**Activity:** Scan the records below for the line with "of the loose" and the line with "of the blueberry.". Repeat those two lines and every line between them exactly, and nothing else.

Provided records: Begin

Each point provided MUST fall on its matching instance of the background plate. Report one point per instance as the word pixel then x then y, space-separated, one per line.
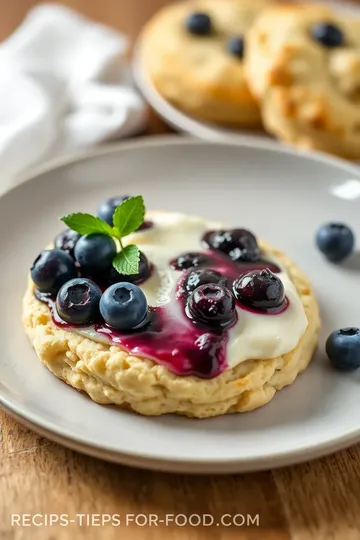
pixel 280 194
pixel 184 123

Provided records: End
Provided records: Begin

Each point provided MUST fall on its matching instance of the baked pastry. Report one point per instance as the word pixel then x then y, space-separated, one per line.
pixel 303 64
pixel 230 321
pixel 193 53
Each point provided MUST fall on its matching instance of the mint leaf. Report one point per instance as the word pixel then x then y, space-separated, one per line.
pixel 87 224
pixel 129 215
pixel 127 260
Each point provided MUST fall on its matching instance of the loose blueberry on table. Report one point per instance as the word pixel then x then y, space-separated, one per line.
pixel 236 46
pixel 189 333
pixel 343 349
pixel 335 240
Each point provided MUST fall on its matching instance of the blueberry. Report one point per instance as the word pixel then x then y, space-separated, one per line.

Provided records: End
Provided records: Begin

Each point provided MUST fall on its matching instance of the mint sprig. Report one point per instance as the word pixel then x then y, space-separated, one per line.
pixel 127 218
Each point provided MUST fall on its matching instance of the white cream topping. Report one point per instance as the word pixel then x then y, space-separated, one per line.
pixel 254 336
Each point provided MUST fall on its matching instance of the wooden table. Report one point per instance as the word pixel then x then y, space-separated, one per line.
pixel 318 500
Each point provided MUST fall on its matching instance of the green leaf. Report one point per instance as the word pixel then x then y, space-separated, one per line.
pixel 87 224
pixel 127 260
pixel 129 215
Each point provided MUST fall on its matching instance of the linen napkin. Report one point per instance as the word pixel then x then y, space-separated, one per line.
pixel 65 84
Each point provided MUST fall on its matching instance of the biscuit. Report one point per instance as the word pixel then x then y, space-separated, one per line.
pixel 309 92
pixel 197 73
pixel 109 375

Provided records: End

**Task output:**
Each point provided MUST fall on its matching instance of the loose blueberry on table. Report one point per instance as the word pixel then x then y, space-separated, one per line.
pixel 236 46
pixel 189 333
pixel 343 349
pixel 335 240
Each point provided MUST fall on its matching instance of the blueberry. Report one point per instance as the word pixel then x then y, space-separated, one per line.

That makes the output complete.